**Reading passage:**

━━━━━━━━━━━━━━━━━━━━━━━━━━━━━━

Hawa Hassan, 19, cuddles her two-year-old malnourished child as she attempts to shield him from being photographed by journalists visiting Somalia.









A refugee camp in Wajid where internally displaced Somalia citizens live in squalid conditions in the shanties constructed with torn sacks and pieces of clothes.

Some fortified milk is passed on to her in an orange plastic cup at a feeding centre for malnourished children in Wajid.


Besides her, in an expansive room, are other equally emaciated women with their children waiting for the same ration, measured in syringes.


The milk, though nutritious, will not be enough for little Isaac Ibrahim, who can be mistaken for a five-month-old baby because of his stunted growth. But it will sustain him until he gets his next meal.


Smiling shyly after receiving her ration, the teenage mother from Ghelyo village in Wajid District of the war-torn Somalia says that it is only by luck that they have survived the devastating drought that has hit the country.


Her luck came calling when officials of Action Contre la Faim (ACF), an international NGO operating in Somalia, found her and her children starving at their home 35 kilometres from Wajid.


Many more like her were left in her neighbourhood without food and water and may have died of hunger.


Hassan cannot recall the number of days she had slept without a meal, but she was only sure that her child would have died anytime.


Speaking haltingly, Hassan recalls that she left her other child with her aunt, and without anything to eat.


“I left her with her aunt when we were brought here. They did not have anything to eat,” she says staring pensively in the distance.


The memories of her first-born child, whose whereabouts she doesn’t know, dampens the mood of the previously jovial mother and all she can say, through an interpreter, is, “I am happy with the help we got”.


Lying next to Hassan is 45-year-old Fatuma Abdullahi, who is with her three children at the ACF feeding centre. She was brought with her two children 20 days ago, but delivered the third one while at the centre. The two youngest children are almost the same size and one can mistake them for twins.









Hawa Hassan, 19, holds her emaciated two-year-old child, Isaac Ibrahim, as she waits for fortified milk at the Action Centre La Faim feeding centre for malnourished children in Wajid, Somalia.

Abdullahi, however, explains that the eldest child is 17-moths-old. They were brought to the centre from Budonan village, 45 kilometres north of Wajid town.


“My child was sick and some people came to visit her and that is when they brought us here,” she says, also through an interpreter.


“I used to look after our camels, but they all died,’ she adds.


ACF head of base in Somalia, Admain Lassuilciarias, says the hunger situation in the country was still bad, but was likely to improve due to the rains.

━━━━━━━━━━━━━━━━━━━━━━━━━━━━━━

**Extracted entries:**
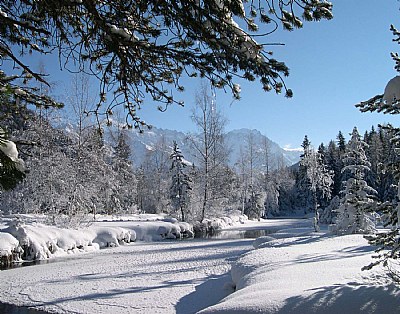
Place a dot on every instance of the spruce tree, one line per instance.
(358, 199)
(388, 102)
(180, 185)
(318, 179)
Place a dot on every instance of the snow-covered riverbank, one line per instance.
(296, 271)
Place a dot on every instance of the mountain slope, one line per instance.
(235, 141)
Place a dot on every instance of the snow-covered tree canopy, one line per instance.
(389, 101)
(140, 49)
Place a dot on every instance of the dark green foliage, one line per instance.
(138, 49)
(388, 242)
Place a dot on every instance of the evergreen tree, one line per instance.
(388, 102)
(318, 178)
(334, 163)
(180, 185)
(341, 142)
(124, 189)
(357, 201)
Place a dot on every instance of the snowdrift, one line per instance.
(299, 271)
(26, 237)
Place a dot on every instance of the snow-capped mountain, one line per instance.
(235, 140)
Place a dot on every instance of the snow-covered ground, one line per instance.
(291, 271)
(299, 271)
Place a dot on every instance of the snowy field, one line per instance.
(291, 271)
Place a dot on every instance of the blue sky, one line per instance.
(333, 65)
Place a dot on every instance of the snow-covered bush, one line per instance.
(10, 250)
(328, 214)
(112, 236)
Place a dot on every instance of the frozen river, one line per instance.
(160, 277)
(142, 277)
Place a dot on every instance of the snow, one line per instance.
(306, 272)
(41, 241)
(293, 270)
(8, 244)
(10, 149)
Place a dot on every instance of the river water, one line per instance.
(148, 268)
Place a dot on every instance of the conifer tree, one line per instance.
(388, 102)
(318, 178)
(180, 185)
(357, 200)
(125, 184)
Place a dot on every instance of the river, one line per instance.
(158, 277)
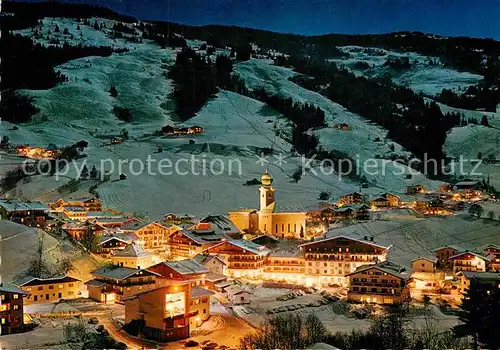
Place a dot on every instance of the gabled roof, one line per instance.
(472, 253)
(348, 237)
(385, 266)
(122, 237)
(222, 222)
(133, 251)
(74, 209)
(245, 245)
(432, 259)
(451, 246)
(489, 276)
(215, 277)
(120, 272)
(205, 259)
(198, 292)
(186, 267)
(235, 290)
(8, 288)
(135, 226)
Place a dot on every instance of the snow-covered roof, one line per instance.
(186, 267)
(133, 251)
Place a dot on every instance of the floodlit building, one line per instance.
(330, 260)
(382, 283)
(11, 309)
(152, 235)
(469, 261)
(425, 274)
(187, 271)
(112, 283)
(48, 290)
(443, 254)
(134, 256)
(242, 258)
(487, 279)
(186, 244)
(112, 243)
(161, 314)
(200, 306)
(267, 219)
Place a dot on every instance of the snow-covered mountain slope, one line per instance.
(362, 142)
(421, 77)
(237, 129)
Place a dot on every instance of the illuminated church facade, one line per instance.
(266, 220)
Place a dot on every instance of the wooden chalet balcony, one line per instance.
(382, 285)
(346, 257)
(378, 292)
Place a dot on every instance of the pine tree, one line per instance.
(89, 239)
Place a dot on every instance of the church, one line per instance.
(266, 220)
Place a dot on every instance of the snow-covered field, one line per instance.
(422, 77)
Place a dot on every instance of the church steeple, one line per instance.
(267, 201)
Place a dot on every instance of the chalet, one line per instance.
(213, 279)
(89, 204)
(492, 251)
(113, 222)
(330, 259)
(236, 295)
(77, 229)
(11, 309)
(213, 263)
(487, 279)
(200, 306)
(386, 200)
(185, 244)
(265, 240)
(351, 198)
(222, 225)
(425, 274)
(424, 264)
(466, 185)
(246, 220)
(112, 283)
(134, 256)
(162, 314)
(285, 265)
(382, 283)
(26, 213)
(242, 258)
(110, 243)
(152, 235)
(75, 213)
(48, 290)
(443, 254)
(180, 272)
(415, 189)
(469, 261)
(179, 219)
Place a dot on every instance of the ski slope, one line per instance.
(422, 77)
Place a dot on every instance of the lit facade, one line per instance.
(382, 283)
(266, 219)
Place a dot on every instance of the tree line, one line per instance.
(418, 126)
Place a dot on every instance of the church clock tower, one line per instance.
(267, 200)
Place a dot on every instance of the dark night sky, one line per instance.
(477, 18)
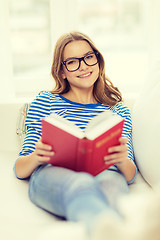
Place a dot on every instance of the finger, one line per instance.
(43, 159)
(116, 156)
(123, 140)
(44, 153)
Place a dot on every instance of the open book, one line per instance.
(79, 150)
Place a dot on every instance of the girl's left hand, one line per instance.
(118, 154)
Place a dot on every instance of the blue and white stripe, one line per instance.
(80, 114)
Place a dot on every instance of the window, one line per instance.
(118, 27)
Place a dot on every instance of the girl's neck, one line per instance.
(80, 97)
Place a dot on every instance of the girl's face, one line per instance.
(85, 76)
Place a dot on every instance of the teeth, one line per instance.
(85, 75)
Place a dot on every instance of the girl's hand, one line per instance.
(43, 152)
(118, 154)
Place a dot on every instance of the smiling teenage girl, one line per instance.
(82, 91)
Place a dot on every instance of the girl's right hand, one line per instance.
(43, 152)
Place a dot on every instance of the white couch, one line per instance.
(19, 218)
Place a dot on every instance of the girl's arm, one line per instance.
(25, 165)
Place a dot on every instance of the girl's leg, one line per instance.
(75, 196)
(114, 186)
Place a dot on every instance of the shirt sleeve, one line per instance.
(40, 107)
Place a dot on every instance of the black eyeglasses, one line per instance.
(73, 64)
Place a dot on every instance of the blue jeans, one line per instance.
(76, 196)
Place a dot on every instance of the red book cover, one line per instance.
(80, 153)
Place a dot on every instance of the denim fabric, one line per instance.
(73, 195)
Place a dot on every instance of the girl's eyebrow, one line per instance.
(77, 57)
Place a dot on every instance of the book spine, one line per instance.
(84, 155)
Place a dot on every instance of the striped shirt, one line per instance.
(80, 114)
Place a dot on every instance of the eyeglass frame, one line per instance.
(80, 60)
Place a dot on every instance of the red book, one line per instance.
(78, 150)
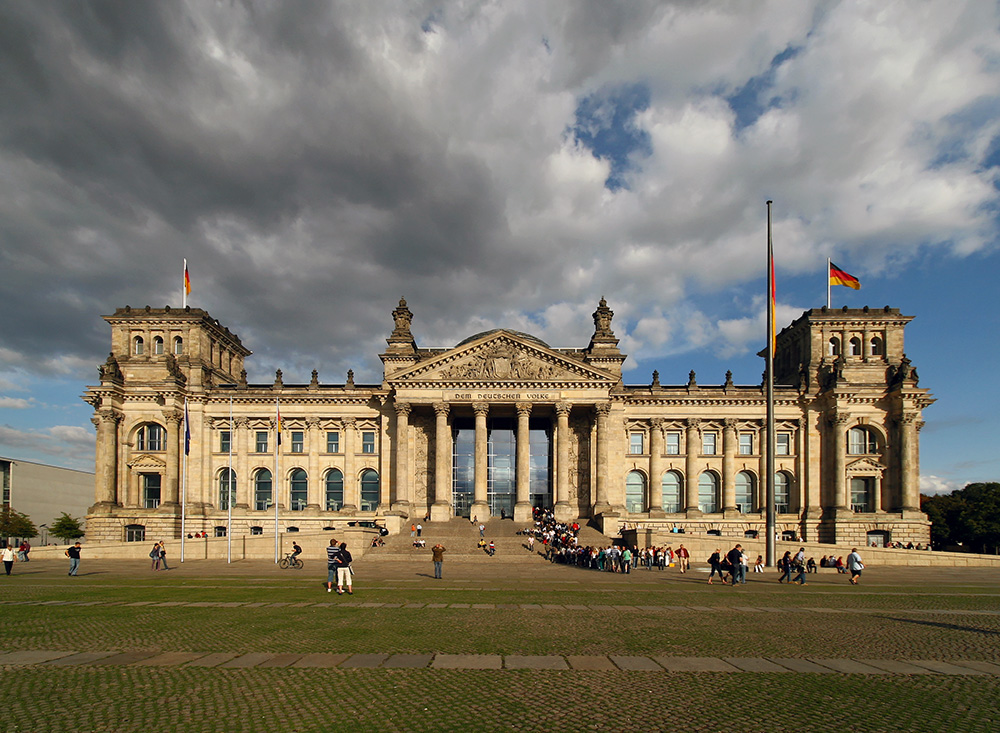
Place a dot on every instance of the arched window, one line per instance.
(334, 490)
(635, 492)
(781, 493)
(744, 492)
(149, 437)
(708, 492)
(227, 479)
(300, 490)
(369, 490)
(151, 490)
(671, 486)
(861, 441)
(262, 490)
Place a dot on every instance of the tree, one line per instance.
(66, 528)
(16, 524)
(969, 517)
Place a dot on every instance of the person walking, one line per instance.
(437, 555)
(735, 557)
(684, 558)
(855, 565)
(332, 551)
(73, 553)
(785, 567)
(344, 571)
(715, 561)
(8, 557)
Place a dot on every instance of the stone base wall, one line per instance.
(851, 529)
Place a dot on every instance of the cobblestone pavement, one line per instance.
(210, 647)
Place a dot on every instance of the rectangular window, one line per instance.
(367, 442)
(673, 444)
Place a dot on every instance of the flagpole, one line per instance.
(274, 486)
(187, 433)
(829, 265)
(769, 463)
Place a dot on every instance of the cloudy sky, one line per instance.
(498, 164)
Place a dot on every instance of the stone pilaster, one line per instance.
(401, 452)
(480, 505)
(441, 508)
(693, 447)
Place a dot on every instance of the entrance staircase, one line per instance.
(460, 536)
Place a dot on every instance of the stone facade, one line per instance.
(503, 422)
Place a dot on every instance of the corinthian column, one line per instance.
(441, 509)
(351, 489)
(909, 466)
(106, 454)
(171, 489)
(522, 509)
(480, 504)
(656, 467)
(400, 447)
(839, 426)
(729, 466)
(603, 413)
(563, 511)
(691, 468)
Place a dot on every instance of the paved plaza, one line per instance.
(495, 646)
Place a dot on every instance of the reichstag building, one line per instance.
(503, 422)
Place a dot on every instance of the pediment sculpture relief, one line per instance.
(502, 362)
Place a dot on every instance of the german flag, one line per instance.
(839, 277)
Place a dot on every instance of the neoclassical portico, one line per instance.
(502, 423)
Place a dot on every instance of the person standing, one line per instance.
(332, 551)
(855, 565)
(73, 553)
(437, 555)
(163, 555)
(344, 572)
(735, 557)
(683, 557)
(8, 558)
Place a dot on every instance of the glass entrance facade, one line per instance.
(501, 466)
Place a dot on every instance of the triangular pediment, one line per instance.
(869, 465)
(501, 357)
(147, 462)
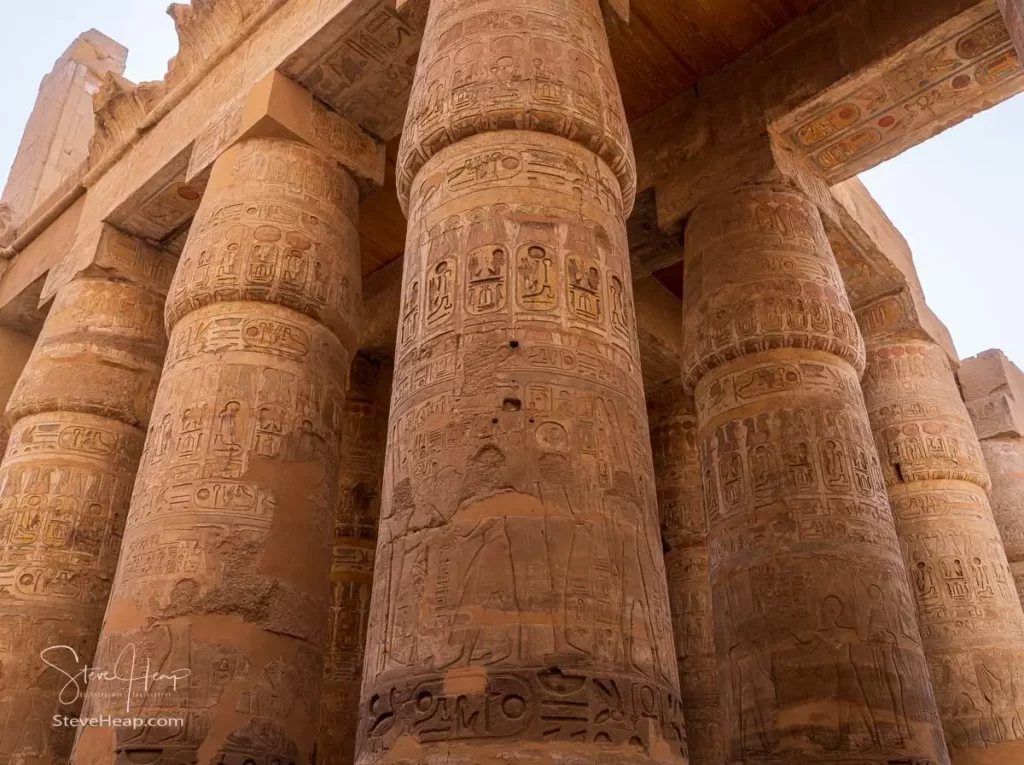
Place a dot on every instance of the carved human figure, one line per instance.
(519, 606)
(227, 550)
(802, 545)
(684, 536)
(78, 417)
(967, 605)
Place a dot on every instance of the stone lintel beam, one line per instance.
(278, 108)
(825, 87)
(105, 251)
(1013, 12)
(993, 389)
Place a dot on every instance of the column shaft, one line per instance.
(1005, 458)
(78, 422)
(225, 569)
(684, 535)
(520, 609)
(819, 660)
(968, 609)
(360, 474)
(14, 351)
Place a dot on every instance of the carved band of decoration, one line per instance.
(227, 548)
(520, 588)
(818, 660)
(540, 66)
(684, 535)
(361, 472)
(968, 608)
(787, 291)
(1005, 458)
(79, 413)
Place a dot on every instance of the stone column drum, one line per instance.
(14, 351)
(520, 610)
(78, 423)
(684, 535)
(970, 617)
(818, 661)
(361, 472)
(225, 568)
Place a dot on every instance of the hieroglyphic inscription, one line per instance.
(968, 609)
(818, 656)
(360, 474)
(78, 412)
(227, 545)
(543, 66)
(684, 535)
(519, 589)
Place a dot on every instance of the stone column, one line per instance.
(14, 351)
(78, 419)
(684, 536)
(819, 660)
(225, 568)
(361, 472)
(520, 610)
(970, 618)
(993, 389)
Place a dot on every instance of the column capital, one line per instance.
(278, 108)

━━━━━━━━━━━━━━━━━━━━━━━━━━━━━━

**What you will do:**
• a. In the article on hunger in Somalia, which village were Fatuma Abdullahi and her children brought from?
• b. Please write the next part of the article on hunger in Somalia, continuing after its final sentence.
The records are separate material and are not part of the article on hunger in Somalia.

**Answers to the exercises:**
• a. Budonan village, 45 kilometers north of Wajid town.

• b.
Such images of desperation flood the Somalia countryside as the inhabitants try to cope with one of the most severe drought situation in 15 years, which has affected close to 2.1 million people.


Due to inter and intra-clan hostilities in the country, rescuing such people from the effects of drought involves the use of several hundreds of dollars for security purposes besides the money required to feed them.


Not even the heavy rains that have pounded the country in the last two weeks can bring hope to the citizens.


A few kilometres from the ACF feeding centre, hundreds, perhaps thousands, of Somalia citizens live as refugees in their own country in shanties covered with torn sacks and clothing.


These are the people whose lives have been disintegrated by the war and have been displaced from their homes due to insecurity.


As the United Nations Special humanitarian envoy for the Horn of Africa, Kjell Magne Bondevik, arrives in the camp in a convoy of vehicles guarded by heavily armed soldiers and militias, women start lighting fire in their ramshackle, perhaps in the hope that he has brought them food.


But he has only gone there to assess the situation and look for ways of assisting them. “This is the worst living conditions I have ever seen,” said Bondevik at the end of the tour.


As the convoy drives South of Wajid to Kurta village, women with plastic jerricans are seen fetching muddy water from the flooded roads.


The women know that when the waters dry up, they will be forced to walk for dozens of kilometres in search of the scarce commodity.


Drought is not the only humanitarian calamity affecting the country, as there have been reports of outbreak of measles and polio.


Mr James King’ori, Unicef’s Emergency Nutrition Coordinator in the five most affected regions in the country, says this grave situation is replicated in almost all parts of the country.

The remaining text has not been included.